*Supplied data*.
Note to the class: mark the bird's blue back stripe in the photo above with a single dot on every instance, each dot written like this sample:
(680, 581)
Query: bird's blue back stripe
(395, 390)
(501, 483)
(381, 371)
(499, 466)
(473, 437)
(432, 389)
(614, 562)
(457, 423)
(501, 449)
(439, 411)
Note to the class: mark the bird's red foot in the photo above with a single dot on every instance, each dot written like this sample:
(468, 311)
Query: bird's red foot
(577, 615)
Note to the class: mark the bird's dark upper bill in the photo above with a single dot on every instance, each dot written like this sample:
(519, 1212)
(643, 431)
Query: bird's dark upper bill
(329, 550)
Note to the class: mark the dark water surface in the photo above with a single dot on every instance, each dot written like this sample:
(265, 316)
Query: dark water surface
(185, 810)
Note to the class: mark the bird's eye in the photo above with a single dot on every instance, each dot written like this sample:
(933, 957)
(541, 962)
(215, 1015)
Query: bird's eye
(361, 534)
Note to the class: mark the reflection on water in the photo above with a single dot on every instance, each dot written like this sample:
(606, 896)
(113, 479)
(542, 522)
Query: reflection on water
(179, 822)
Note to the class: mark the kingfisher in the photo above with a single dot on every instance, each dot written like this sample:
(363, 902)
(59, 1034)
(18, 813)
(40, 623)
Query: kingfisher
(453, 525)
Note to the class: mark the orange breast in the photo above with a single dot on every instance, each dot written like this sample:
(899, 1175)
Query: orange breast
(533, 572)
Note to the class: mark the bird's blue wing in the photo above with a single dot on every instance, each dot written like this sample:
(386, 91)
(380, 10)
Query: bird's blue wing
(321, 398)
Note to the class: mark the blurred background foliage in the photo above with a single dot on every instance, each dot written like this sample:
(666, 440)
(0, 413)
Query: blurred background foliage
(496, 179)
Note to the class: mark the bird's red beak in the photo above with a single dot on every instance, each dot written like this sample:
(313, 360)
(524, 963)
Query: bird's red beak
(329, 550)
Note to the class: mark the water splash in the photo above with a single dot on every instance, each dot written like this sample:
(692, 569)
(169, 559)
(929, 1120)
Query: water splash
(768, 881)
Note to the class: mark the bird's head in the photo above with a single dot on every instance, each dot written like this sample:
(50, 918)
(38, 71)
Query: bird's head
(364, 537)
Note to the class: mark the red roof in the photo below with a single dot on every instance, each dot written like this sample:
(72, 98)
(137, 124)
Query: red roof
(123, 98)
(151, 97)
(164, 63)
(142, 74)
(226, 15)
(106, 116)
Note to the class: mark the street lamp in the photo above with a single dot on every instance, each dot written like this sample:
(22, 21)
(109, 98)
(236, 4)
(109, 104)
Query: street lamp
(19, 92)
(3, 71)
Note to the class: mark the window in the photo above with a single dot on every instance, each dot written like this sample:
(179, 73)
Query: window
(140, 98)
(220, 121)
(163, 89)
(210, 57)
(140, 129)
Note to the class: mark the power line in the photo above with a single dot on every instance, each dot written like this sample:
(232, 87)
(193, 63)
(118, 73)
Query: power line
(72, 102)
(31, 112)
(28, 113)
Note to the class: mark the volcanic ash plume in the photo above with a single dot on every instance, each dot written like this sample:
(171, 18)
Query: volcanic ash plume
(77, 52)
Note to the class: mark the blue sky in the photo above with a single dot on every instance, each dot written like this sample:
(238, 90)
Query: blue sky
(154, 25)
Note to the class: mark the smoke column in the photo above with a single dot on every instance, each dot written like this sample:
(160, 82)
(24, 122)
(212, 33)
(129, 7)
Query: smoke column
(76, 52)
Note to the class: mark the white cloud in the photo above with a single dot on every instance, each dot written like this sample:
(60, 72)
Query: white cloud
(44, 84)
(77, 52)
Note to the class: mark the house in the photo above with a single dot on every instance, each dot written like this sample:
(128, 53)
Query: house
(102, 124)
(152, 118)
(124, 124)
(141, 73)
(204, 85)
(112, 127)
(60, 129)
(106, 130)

*What to do*.
Every line above has to be restated word for word.

*Expected answer*.
Note to the class: mark the bird's blue back stripe in the photo above with a single dot on every instance, each dot written like this sample:
(680, 581)
Query: bird's blue back stripe
(395, 390)
(501, 483)
(381, 371)
(499, 466)
(473, 437)
(432, 389)
(614, 562)
(457, 423)
(501, 449)
(439, 411)
Note to the class: mark the bird's red foot in the photo above with a single dot on every instance, each dot written like this sample:
(468, 311)
Query: bird's red foot
(577, 615)
Note to the class: mark the bird's dark upper bill in the photo above with a single dot on every instance, each dot written like this sample:
(519, 1212)
(643, 431)
Query: bird's dark upper bill
(329, 550)
Note to the class: mark the dark water surface in the photo above with a single dot on every instance, each dot written like this sample:
(265, 316)
Query: dark water surface
(185, 810)
Note to the class: mark the bird's eye in the photo above with a single dot on every instance, each dot written like this sample:
(933, 957)
(541, 962)
(215, 1015)
Query: bird's eye
(361, 534)
Note to the class: mark the reflection on water in the photo above with a single dot on every instance, each dot written like this sample:
(606, 896)
(113, 479)
(542, 522)
Query: reflection on water
(179, 822)
Note to the class: mark the kingfisher in the photo above with a single dot on every instance, each dot written like this sample:
(363, 902)
(59, 1034)
(18, 813)
(40, 623)
Query: kingfisher
(453, 525)
Note to the class: mark the orange breast in the photo above with a single dot on every instance, each dot written like this sample:
(899, 1175)
Query: orange breast
(533, 572)
Note to the class: mark the bird's blue wing in the photo above with a single dot on every instance, each dot written like this sample:
(386, 91)
(380, 10)
Query: bird's blue wing
(321, 398)
Note to the class: mark the blurred background foliage in the photo above with a single dot on every instance, each dot written like this sample:
(666, 440)
(0, 413)
Query: blurred background foliage
(496, 179)
Note to the class: mark the bird's red beak in the photo above with a single dot on every instance, each dot written like this sample:
(313, 360)
(524, 963)
Query: bird's red beak
(329, 550)
Note to the class: mark the water splash in the photo above with a single dot on every instance, each dot written like this sample:
(692, 569)
(169, 559)
(929, 1120)
Query: water splash
(768, 881)
Note to the class: mark the bird's head in the photo above with a single dot on every instance, each dot written like this sample:
(50, 918)
(38, 71)
Query: bird's head
(364, 537)
Note to the class: mark the red roof in the photo below with a single dot on every instance, each dot written like this sample:
(72, 98)
(137, 124)
Query: red roof
(123, 98)
(151, 97)
(164, 63)
(142, 74)
(226, 15)
(106, 116)
Note to the class: mark the street lamp in the photo above with a single dot on every instance, each dot written like this sample:
(22, 21)
(109, 98)
(236, 4)
(109, 104)
Query: street lamp
(19, 92)
(3, 71)
Note to the class: mark the window in the photo above with a single dot on every instance, each dot written like this sample:
(179, 73)
Query: window
(140, 98)
(220, 121)
(163, 89)
(210, 57)
(140, 129)
Note to the class: mark the power line in the photo above with a single dot on every instance, each dot written like this sample:
(232, 87)
(193, 63)
(118, 73)
Query: power line
(72, 102)
(31, 112)
(28, 113)
Note to the class: mark the volcanic ash plume in the photo above with a single dot on every instance, each dot written like this sample:
(171, 18)
Query: volcanic ash plume
(77, 52)
Note to the class: mark the blue sky in the photo above with a single dot on every instance, each dot written like this sample:
(238, 90)
Query: blue sky
(154, 25)
Note to the class: mark the smoke column in the photo above with a single dot on every instance, each dot written like this sample:
(160, 82)
(24, 122)
(212, 33)
(129, 7)
Query: smoke column
(76, 52)
Note to the class: mark the white cloud in the photo above with a single dot on every instance, each dot written like this sample:
(60, 72)
Query: white cloud
(44, 84)
(77, 52)
Note to the class: mark the house in the photo above with a single dot on every instance, each dot written like this sample:
(128, 53)
Query: house
(102, 124)
(152, 118)
(124, 124)
(141, 73)
(204, 85)
(112, 127)
(60, 129)
(106, 130)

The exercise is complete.